■ Source passage ■
German Foreign Minister, Mr Rudolf Sharping, nevertheless declared that air strikes had been suspended at 9 a.m. yesterday. Not true, insisted US Vice Admiral Daniel Murphy, commander of NATO naval forces in the Mediterranean. "The bombing has not stopped," he said.

So Serb soldiers continued to die in a war that may well be over before their parents get their sad telegrams.

And they are dying in unusually high numbers. Three giant US B-52 bombers of Vietnam vintage caught two Serb battalions in the open in western Kosovo, hitting them with a carpet of bombs two miles long and half-a-mile wide.

There were other reasons for the on-off nature of these peace talks: Russia wants to contribute 10,000 troops to a peace force, but has no troops to hand. Its cash-strapped airforce is probably in no position to fly them in - and in any case, Yugoslavia has few intact airfields in which to receive them. Driving in by land is also complicated because Yugoslavia's eastern neighbours, once part of the Soviet Block, are now independent, pro-NATO and nursing unhappy memories of the Russians.

Hungary is inside NATO, while neighbouring Romania has just taken delivery of train-loads of US troops planning to use her soil as a forward base of their own for Kosovo.

And behind the diplomacy was the same jostling for power and position that governed this war, with Serbia hoping that it could get better terms in Kosovo because NATO's hawks were splitting from its doves. Last night, the heat gave way to thunderstorms, the dust outside that Komanovo tent being turned to mud, the guards illuminated by glaring electric flashes. Even the gods, it appears, had grown impatient.

■ Recorded data ■
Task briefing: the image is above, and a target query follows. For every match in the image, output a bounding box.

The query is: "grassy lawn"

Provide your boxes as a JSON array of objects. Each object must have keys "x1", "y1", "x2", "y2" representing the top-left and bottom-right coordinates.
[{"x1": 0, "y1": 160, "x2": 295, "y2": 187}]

■ Exercise ■
Reproduce the part of the Kosovo war report starting with "So Serb soldiers" and going on through "of the Russians.". The lines play no part in this.

■ Result of this exercise ■
So Serb soldiers continued to die in a war that may well be over before their parents get their sad telegrams.

And they are dying in unusually high numbers. Three giant US B-52 bombers of Vietnam vintage caught two Serb battalions in the open in western Kosovo, hitting them with a carpet of bombs two miles long and half-a-mile wide.

There were other reasons for the on-off nature of these peace talks: Russia wants to contribute 10,000 troops to a peace force, but has no troops to hand. Its cash-strapped airforce is probably in no position to fly them in - and in any case, Yugoslavia has few intact airfields in which to receive them. Driving in by land is also complicated because Yugoslavia's eastern neighbours, once part of the Soviet Block, are now independent, pro-NATO and nursing unhappy memories of the Russians.